Name each monomer that the copolymer excerpt gives as a preferred basis for the terpolymer.
--- Start Text excerpt ---
According to the invention,it is furthermore intended that the neutral vinyl monomer be styrene or derivatives thereof, preferably styrene. The copolymer according to the invention is in particular a terpolymer, preferably based on methacrylic acid, n-butyl acrylate and styrene.

[0025] In a further embodiment, the copolymer has a proportion by weight of methacrylic acid in the copolymer of from 20 to 80% by weight, in particular from 25% to 70% by weight, preferably of about 40% by weight. Preferably, the copolymer according to the invention has a proportion by weight of n-butyl acrylate in the copolymer of from 15 to 70% by weight, preferably from 20 to 65% by weight, in particular from 20 to 40% by weight. Furthermore, the copolymer according to the invention has in particular a proportion by weight of neutral vinyl monomer in the copolymer of from 5 to 60% by weight, preferably from 10% by weight to 40% by weight.

[0026] The copolymer according to the invention can be compounded with numerous additives, for example with polymers, such as polymethyl methacrylate, plasticizers and fillers.
--- End Text excerpt ---
--- Start Record excerpts ---
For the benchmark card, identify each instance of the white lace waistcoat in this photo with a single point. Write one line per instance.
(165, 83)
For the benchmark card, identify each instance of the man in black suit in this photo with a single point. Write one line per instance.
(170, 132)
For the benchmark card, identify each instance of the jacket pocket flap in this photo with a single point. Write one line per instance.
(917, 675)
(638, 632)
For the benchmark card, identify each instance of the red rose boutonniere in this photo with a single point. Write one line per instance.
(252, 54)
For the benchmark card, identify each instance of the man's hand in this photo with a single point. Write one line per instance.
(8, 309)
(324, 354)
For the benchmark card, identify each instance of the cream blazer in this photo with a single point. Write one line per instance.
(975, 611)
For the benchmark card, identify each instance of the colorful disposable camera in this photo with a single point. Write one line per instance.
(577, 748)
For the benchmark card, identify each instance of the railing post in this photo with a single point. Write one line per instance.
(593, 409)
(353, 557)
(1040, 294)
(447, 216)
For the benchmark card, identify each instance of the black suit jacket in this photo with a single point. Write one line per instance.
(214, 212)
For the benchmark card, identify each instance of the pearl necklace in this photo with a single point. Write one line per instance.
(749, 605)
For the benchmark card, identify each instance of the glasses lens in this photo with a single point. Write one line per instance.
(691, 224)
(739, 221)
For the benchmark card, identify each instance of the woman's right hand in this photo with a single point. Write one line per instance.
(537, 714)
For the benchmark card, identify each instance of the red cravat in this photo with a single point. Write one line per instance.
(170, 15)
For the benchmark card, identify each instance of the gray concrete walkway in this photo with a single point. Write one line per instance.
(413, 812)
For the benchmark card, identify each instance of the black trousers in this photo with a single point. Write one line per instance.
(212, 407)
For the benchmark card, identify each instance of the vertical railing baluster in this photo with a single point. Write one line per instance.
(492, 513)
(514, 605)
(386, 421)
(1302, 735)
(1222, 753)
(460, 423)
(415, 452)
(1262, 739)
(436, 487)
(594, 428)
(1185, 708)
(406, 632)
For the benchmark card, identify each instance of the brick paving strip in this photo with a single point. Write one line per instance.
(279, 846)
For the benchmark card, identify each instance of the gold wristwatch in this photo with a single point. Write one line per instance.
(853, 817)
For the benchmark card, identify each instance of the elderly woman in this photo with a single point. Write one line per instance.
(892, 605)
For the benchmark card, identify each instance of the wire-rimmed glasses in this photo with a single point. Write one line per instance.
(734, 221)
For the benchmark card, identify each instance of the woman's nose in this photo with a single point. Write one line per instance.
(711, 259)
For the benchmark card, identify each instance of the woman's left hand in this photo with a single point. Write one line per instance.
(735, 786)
--- End Record excerpts ---
Full response:
- methacrylic acid
- n-butyl acrylate
- styrene